#### What is asked
Repeat the lines of the listing below word for word, from the line containing "Guideline: for every instance of the fishing rod handle, drop" through the line containing "column 215, row 93", including both of those lines.

#### Point placement records
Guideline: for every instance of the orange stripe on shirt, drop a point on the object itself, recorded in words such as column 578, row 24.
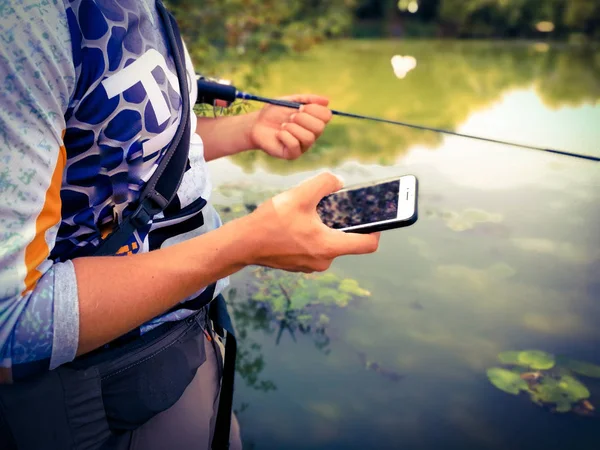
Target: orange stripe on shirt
column 37, row 251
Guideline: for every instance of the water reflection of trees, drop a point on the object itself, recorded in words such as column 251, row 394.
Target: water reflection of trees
column 452, row 81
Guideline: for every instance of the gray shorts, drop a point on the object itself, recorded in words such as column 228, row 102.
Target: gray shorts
column 159, row 391
column 190, row 422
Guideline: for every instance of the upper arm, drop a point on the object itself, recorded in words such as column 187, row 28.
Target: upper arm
column 37, row 78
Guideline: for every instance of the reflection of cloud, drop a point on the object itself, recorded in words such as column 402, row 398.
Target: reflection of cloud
column 563, row 250
column 565, row 323
column 467, row 419
column 478, row 279
column 423, row 248
column 327, row 411
column 469, row 218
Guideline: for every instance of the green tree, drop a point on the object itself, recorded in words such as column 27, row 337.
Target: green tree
column 229, row 38
column 584, row 16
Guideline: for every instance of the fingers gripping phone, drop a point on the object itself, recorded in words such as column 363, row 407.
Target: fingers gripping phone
column 372, row 207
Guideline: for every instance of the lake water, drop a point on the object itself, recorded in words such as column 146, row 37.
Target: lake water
column 505, row 254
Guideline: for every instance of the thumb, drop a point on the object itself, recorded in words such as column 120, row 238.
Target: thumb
column 314, row 189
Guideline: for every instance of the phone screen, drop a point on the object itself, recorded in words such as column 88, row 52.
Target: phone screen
column 361, row 206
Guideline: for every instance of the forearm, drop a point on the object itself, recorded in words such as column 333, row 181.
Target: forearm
column 117, row 294
column 225, row 136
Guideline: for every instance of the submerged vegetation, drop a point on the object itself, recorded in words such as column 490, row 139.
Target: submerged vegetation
column 549, row 381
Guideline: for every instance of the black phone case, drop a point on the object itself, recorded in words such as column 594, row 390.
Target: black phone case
column 393, row 225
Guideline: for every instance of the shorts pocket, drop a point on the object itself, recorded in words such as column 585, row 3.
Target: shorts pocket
column 136, row 387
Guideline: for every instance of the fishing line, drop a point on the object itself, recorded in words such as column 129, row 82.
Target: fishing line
column 211, row 92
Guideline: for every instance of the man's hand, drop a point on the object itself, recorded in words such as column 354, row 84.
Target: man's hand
column 287, row 133
column 288, row 233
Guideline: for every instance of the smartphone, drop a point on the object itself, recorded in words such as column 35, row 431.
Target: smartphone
column 372, row 207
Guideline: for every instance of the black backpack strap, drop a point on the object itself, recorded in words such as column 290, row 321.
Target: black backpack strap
column 162, row 186
column 158, row 193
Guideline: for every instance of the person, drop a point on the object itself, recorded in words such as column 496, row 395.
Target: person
column 101, row 351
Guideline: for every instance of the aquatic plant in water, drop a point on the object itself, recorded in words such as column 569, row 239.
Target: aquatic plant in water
column 548, row 380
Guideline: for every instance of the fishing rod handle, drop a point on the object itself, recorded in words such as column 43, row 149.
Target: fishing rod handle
column 215, row 93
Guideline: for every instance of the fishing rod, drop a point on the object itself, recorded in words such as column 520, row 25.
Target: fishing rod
column 217, row 92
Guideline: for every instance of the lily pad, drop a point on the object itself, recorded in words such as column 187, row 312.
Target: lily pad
column 563, row 392
column 536, row 359
column 509, row 358
column 580, row 367
column 506, row 380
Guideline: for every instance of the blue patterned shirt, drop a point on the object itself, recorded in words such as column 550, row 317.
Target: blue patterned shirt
column 90, row 101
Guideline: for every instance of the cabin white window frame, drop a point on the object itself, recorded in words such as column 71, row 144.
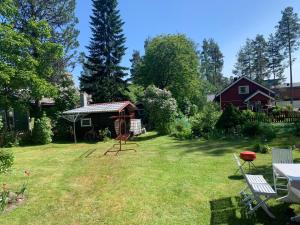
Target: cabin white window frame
column 246, row 90
column 83, row 120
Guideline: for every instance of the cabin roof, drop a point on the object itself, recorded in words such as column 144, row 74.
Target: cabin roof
column 101, row 108
column 246, row 78
column 256, row 93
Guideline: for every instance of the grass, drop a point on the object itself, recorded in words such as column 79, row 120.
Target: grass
column 165, row 182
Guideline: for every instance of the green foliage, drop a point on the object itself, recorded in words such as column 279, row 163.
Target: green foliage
column 252, row 60
column 262, row 148
column 288, row 35
column 171, row 62
column 1, row 123
column 265, row 131
column 275, row 59
column 204, row 122
column 296, row 129
column 10, row 139
column 135, row 93
column 212, row 61
column 247, row 115
column 104, row 135
column 230, row 119
column 42, row 131
column 182, row 128
column 6, row 160
column 161, row 108
column 103, row 76
column 62, row 130
column 27, row 61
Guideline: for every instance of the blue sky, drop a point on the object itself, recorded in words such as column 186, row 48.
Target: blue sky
column 229, row 22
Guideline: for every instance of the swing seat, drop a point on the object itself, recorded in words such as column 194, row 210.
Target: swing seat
column 123, row 137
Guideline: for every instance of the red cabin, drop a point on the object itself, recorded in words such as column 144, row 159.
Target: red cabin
column 245, row 93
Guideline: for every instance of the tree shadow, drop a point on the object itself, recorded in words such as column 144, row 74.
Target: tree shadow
column 231, row 211
column 213, row 147
column 145, row 137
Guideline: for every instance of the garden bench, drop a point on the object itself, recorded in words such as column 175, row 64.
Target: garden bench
column 257, row 190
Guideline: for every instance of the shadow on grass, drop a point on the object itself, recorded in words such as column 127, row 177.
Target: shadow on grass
column 230, row 211
column 87, row 153
column 213, row 147
column 145, row 137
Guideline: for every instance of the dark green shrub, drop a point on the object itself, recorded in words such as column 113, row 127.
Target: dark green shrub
column 251, row 129
column 203, row 123
column 9, row 139
column 62, row 130
column 104, row 135
column 247, row 116
column 257, row 129
column 6, row 160
column 230, row 119
column 296, row 129
column 42, row 131
column 161, row 109
column 268, row 131
column 182, row 128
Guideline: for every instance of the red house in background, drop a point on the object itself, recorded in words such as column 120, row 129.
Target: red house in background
column 245, row 93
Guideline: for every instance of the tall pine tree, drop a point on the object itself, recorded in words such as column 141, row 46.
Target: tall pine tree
column 288, row 34
column 103, row 76
column 212, row 61
column 244, row 64
column 260, row 58
column 276, row 65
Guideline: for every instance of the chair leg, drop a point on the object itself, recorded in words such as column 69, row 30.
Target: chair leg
column 262, row 203
column 296, row 219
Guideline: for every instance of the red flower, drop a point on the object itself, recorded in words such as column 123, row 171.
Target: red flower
column 27, row 173
column 4, row 187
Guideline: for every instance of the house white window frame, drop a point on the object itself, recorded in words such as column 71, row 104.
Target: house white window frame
column 247, row 89
column 86, row 119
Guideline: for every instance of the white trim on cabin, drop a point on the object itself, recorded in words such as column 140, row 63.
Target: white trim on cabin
column 88, row 124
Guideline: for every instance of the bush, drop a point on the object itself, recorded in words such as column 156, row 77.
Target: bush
column 6, row 160
column 230, row 119
column 203, row 123
column 1, row 123
column 104, row 135
column 257, row 129
column 9, row 139
column 161, row 109
column 182, row 128
column 42, row 131
column 247, row 115
column 62, row 130
column 262, row 148
column 296, row 129
column 251, row 129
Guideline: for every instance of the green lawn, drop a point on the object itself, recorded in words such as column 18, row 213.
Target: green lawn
column 165, row 182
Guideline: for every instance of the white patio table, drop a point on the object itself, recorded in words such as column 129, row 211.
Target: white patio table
column 292, row 172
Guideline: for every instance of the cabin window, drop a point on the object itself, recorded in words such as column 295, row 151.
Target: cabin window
column 243, row 90
column 86, row 122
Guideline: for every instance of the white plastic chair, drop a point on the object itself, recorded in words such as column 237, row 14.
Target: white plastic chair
column 257, row 187
column 281, row 156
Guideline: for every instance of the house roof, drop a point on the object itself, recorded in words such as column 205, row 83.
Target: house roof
column 256, row 93
column 101, row 108
column 244, row 77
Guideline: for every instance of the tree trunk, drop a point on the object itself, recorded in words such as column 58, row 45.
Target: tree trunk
column 291, row 74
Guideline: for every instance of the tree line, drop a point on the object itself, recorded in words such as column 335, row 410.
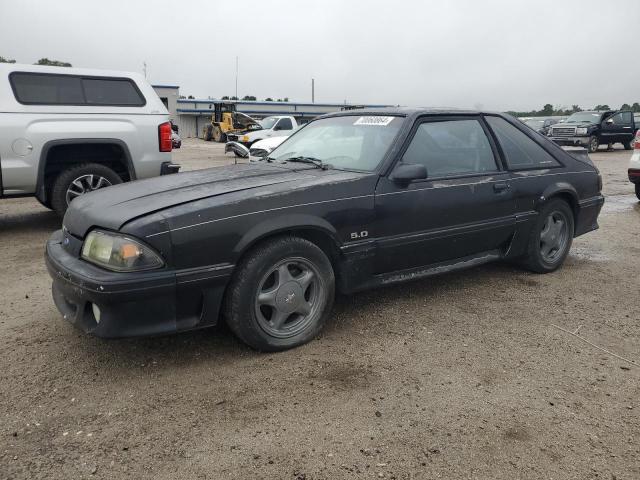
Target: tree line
column 548, row 110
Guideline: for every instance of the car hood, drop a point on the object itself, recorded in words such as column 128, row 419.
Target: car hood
column 113, row 207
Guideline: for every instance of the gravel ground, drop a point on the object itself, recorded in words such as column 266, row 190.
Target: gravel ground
column 459, row 376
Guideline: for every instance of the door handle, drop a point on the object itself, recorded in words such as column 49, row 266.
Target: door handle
column 499, row 187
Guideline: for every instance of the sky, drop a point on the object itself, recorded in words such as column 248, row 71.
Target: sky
column 488, row 54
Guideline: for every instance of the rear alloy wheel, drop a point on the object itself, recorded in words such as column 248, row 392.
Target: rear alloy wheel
column 280, row 295
column 78, row 180
column 551, row 237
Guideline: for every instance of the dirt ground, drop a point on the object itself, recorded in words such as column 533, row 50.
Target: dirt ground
column 459, row 376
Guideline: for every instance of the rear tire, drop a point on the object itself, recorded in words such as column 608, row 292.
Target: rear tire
column 550, row 238
column 280, row 295
column 77, row 180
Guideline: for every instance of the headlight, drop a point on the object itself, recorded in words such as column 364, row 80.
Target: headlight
column 119, row 253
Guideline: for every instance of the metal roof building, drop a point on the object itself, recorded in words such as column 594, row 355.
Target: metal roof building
column 192, row 115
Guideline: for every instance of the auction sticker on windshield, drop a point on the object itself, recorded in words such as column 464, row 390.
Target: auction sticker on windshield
column 374, row 120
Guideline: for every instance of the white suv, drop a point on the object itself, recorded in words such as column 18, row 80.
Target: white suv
column 68, row 131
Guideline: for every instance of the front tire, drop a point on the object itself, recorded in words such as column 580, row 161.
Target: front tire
column 78, row 180
column 281, row 294
column 550, row 238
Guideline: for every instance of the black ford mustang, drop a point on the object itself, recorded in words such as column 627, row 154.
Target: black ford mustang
column 351, row 201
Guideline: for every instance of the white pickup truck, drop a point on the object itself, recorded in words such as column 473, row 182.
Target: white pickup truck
column 68, row 131
column 275, row 126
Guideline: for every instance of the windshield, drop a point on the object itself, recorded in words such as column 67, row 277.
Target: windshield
column 268, row 122
column 581, row 117
column 347, row 142
column 535, row 123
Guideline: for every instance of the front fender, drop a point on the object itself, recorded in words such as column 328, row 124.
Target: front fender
column 282, row 224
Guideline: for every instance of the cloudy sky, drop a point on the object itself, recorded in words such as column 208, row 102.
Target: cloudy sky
column 493, row 54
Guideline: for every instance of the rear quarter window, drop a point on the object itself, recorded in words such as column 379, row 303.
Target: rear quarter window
column 59, row 89
column 520, row 151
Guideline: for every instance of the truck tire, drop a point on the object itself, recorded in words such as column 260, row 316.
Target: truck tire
column 77, row 180
column 550, row 238
column 281, row 294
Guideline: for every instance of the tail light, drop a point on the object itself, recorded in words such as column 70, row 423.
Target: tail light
column 164, row 137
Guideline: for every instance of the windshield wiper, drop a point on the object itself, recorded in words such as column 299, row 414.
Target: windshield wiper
column 309, row 160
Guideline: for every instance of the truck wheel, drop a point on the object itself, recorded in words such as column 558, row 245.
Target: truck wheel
column 281, row 294
column 78, row 180
column 218, row 135
column 550, row 238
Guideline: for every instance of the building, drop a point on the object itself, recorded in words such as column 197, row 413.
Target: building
column 193, row 115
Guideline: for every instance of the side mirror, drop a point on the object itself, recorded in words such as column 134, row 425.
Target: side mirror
column 406, row 172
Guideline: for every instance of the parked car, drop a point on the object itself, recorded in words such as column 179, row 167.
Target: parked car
column 353, row 200
column 176, row 141
column 258, row 150
column 592, row 129
column 540, row 125
column 276, row 126
column 68, row 131
column 634, row 165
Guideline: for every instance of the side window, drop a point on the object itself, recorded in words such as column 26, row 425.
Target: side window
column 519, row 150
column 453, row 147
column 60, row 89
column 622, row 118
column 285, row 124
column 34, row 88
column 100, row 91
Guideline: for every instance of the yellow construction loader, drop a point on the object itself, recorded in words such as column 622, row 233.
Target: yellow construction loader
column 225, row 120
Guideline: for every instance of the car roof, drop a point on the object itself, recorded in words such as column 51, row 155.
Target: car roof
column 410, row 112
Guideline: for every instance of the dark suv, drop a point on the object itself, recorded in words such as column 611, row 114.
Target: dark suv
column 592, row 129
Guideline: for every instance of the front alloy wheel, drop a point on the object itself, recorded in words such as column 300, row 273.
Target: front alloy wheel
column 550, row 238
column 288, row 297
column 281, row 294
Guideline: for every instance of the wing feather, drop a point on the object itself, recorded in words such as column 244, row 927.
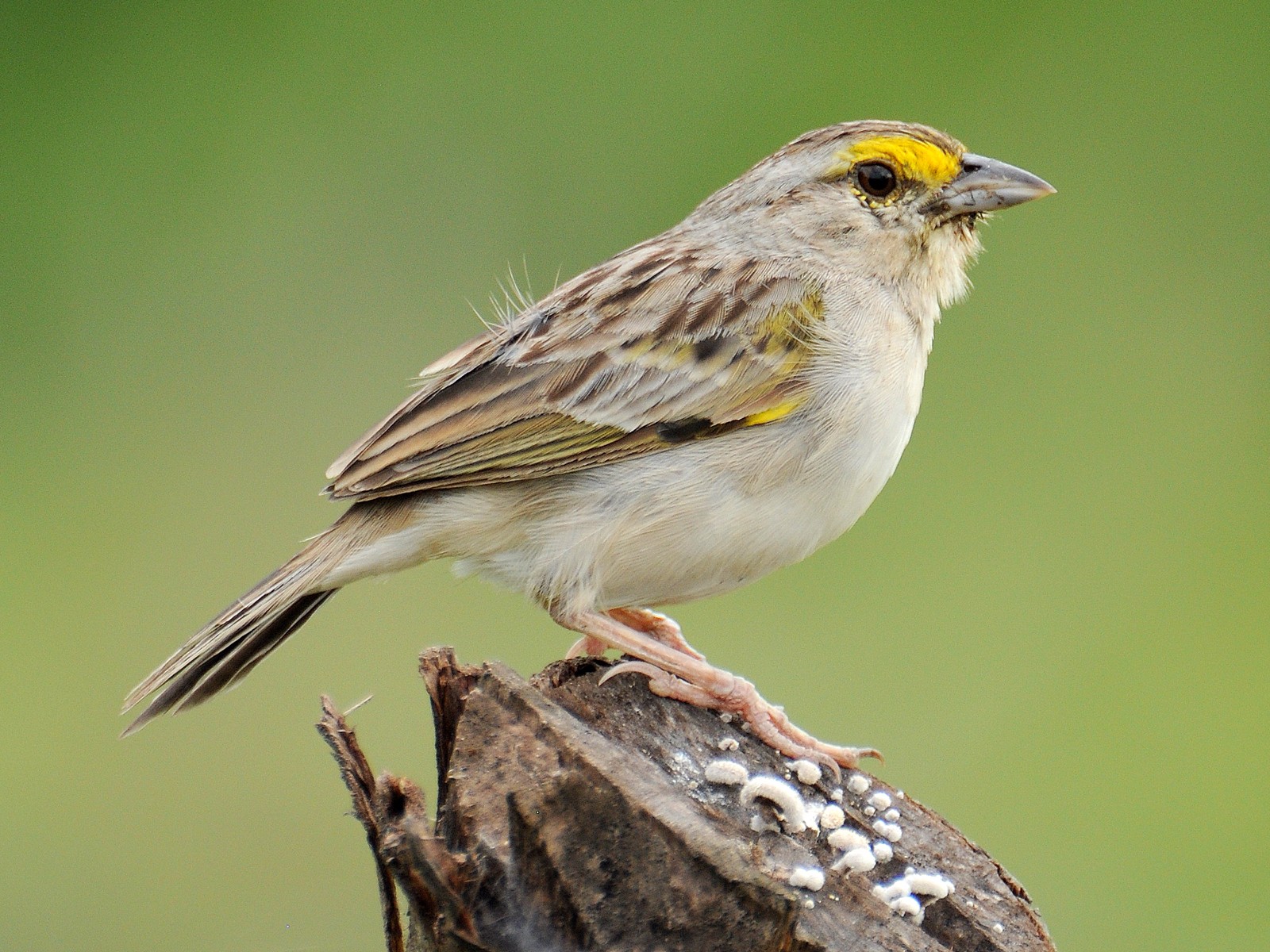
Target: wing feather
column 635, row 355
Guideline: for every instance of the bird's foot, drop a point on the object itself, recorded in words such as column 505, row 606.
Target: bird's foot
column 722, row 691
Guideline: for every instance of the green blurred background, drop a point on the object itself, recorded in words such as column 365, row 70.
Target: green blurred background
column 233, row 232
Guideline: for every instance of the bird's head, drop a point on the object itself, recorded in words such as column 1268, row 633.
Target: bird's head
column 895, row 201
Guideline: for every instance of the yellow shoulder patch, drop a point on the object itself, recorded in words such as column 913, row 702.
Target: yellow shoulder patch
column 772, row 414
column 911, row 158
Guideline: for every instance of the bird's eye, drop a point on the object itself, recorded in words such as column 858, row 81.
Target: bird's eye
column 876, row 179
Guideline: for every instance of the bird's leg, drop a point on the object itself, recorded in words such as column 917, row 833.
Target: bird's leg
column 679, row 676
column 658, row 626
column 653, row 624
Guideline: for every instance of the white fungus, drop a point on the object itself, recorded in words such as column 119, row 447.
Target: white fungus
column 846, row 838
column 859, row 860
column 899, row 894
column 893, row 890
column 879, row 800
column 908, row 905
column 806, row 772
column 784, row 795
column 727, row 772
column 832, row 818
column 810, row 877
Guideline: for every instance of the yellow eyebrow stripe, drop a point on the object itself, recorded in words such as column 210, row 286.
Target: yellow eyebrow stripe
column 911, row 158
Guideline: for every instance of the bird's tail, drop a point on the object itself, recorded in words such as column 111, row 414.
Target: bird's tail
column 237, row 640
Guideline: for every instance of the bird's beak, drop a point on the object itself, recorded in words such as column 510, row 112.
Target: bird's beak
column 984, row 186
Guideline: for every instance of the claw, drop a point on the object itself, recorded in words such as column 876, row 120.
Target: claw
column 652, row 670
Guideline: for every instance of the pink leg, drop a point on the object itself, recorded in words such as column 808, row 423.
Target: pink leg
column 657, row 625
column 653, row 624
column 679, row 676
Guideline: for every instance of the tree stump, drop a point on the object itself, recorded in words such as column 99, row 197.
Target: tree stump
column 577, row 816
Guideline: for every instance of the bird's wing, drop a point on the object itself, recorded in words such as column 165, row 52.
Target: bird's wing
column 649, row 349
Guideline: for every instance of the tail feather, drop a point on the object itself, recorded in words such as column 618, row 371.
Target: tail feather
column 232, row 644
column 237, row 640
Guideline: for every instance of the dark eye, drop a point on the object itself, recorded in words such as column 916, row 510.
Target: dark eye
column 876, row 179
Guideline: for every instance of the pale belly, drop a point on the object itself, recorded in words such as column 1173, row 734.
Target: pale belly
column 692, row 520
column 695, row 520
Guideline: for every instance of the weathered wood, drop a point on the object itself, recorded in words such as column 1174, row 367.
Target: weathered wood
column 578, row 816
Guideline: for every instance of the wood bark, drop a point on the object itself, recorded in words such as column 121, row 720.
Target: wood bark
column 579, row 816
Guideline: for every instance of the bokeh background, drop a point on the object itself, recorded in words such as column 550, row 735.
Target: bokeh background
column 233, row 232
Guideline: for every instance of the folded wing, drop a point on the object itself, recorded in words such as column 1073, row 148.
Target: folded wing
column 647, row 351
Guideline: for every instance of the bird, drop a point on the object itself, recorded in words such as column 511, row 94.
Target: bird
column 698, row 410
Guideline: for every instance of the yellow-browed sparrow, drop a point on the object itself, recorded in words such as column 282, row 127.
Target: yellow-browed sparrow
column 706, row 406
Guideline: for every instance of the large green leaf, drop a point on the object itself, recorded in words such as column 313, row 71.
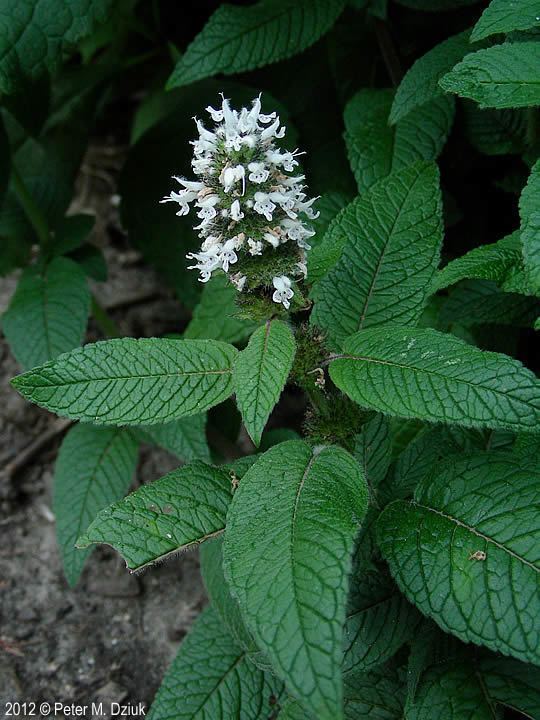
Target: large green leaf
column 502, row 16
column 185, row 438
column 133, row 382
column 214, row 317
column 464, row 551
column 452, row 691
column 236, row 39
column 421, row 82
column 373, row 449
column 495, row 132
column 502, row 76
column 225, row 605
column 5, row 160
column 181, row 509
column 379, row 621
column 212, row 679
column 260, row 373
column 378, row 694
column 95, row 467
column 48, row 313
column 436, row 5
column 290, row 533
column 433, row 376
column 487, row 262
column 375, row 149
column 529, row 210
column 35, row 33
column 474, row 302
column 393, row 237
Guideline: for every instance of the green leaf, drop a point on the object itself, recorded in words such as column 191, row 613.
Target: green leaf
column 511, row 683
column 373, row 449
column 225, row 605
column 375, row 149
column 95, row 467
column 417, row 461
column 464, row 550
column 34, row 35
column 393, row 238
column 432, row 376
column 502, row 76
column 260, row 373
column 529, row 211
column 133, row 382
column 236, row 39
column 211, row 678
column 421, row 82
column 436, row 5
column 181, row 509
column 474, row 302
column 377, row 695
column 452, row 691
column 213, row 318
column 185, row 438
column 48, row 313
column 5, row 160
column 502, row 16
column 495, row 132
column 379, row 621
column 289, row 538
column 487, row 262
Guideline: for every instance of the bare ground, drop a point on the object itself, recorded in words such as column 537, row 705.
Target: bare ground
column 112, row 637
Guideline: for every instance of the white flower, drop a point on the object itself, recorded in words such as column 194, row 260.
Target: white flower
column 258, row 173
column 282, row 293
column 236, row 212
column 263, row 205
column 247, row 203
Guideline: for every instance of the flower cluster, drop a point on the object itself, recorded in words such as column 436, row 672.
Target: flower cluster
column 248, row 201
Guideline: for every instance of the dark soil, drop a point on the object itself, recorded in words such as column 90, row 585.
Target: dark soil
column 112, row 637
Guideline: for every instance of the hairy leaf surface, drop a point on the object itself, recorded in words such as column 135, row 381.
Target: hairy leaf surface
column 48, row 313
column 464, row 551
column 212, row 679
column 529, row 210
column 213, row 318
column 135, row 382
column 502, row 16
column 236, row 39
column 379, row 621
column 502, row 76
column 393, row 236
column 35, row 33
column 260, row 373
column 375, row 149
column 185, row 438
column 421, row 82
column 433, row 376
column 487, row 262
column 181, row 509
column 289, row 538
column 95, row 467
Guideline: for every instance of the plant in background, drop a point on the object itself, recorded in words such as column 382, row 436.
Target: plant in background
column 377, row 559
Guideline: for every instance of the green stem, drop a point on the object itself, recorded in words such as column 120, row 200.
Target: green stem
column 32, row 211
column 104, row 321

#### Exercise solution
Guideline: for every instance of the fishing rod handle, drop a point on the object itself, recorded in words such as column 43, row 149.
Target: fishing rod handle
column 215, row 93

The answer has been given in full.